Task requirements
Quote all entries in full, exactly.

Extracted data
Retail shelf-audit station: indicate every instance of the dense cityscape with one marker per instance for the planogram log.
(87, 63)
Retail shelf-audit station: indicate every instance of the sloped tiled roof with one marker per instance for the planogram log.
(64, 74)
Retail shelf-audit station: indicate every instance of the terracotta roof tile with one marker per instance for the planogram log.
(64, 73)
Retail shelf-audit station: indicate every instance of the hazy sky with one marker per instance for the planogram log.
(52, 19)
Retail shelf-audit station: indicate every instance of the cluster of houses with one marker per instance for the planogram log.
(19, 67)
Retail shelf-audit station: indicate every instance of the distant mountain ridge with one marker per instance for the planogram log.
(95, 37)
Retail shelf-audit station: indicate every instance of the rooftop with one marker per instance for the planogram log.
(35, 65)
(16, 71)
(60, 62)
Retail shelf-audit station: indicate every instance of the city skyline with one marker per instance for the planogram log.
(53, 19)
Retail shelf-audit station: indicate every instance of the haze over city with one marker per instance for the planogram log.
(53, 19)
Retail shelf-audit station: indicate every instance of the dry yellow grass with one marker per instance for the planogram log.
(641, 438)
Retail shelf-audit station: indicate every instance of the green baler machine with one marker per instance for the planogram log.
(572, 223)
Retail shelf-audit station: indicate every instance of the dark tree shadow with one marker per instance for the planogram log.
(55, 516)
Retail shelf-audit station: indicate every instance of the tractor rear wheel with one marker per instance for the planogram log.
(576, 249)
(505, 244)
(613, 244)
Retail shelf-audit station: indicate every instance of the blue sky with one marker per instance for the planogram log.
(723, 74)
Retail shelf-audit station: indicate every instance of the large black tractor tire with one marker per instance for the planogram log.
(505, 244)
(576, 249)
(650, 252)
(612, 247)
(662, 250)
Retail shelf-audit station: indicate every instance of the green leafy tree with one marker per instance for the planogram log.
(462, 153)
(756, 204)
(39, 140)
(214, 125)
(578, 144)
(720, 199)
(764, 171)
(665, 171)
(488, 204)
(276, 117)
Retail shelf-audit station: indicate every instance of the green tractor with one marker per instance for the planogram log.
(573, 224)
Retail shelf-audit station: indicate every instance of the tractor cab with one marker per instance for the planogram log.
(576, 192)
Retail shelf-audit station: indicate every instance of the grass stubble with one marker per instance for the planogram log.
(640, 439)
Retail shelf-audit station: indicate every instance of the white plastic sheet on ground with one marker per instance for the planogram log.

Full solution
Retail shelf-audit station: indicate every instance of the dense cityscape with one marker per instance for the planogram log.
(87, 63)
Retail shelf-audit station: indicate every instance of the sloped tiled roof with one marker per instance for the planogram log.
(64, 74)
Retail shelf-audit station: indicate every instance of the terracotta roof tile with one marker per instance for the planogram log.
(64, 73)
Retail shelf-audit station: indicate every instance of the hazy sky with one marker per instance for the planogram log.
(52, 19)
Retail shelf-audit station: indicate every instance of the cluster of houses with one marker per instance for the planogram log.
(19, 67)
Retail shelf-audit station: indicate every instance of the distant mountain ridge with one marker per instance for the planogram log.
(95, 37)
Retail shelf-audit station: indicate every instance of the rooftop with one marker per instance for the planogram log.
(35, 65)
(16, 71)
(60, 62)
Retail shelf-audit station: indicate every instance of the city skyline with one marker per instance for the planogram log.
(53, 19)
Retail shelf-audit station: indicate every instance of the haze over city with one marker per instance for the planogram log.
(53, 19)
Retail shelf-audit station: indicate every instance of the dry yellow grass with one marker per instance for the planogram log.
(641, 438)
Retail shelf-audit station: indicate every instance of the green baler machine with one marker per instance for the planogram log.
(572, 223)
Retail shelf-audit station: indicate every instance of the dark tree shadow with one marker per instance for the planogram log.
(55, 516)
Retail shelf-audit station: indicate every instance of the tractor rear wheel with one marker per instance for the planogram log.
(576, 249)
(505, 244)
(613, 244)
Retail shelf-audit station: indicate every instance of the blue sky with one marker per instance for the planogram log.
(723, 74)
Retail shelf-audit station: indicate every instance of the large black tractor tire with one marker per instance for the planogram log.
(505, 244)
(576, 249)
(650, 252)
(612, 247)
(662, 250)
Retail shelf-audit station: indicate every instance of the green leafy tree with one marker per instance for the planogram log.
(462, 153)
(756, 204)
(39, 140)
(214, 125)
(578, 144)
(720, 199)
(764, 171)
(665, 171)
(488, 204)
(276, 117)
Retail shelf-audit station: indicate every instance of the green tractor with one marker per instance for the planogram log.
(573, 224)
Retail shelf-audit station: indicate every instance of the tractor cab with one marker per instance for the planogram log.
(576, 192)
Retail shelf-audit station: indicate every instance of the grass stubble with one marker per instance for the planogram log.
(640, 439)
Retail shelf-audit station: indicate every instance of the white plastic sheet on ground with one marker per instance for the planogram log.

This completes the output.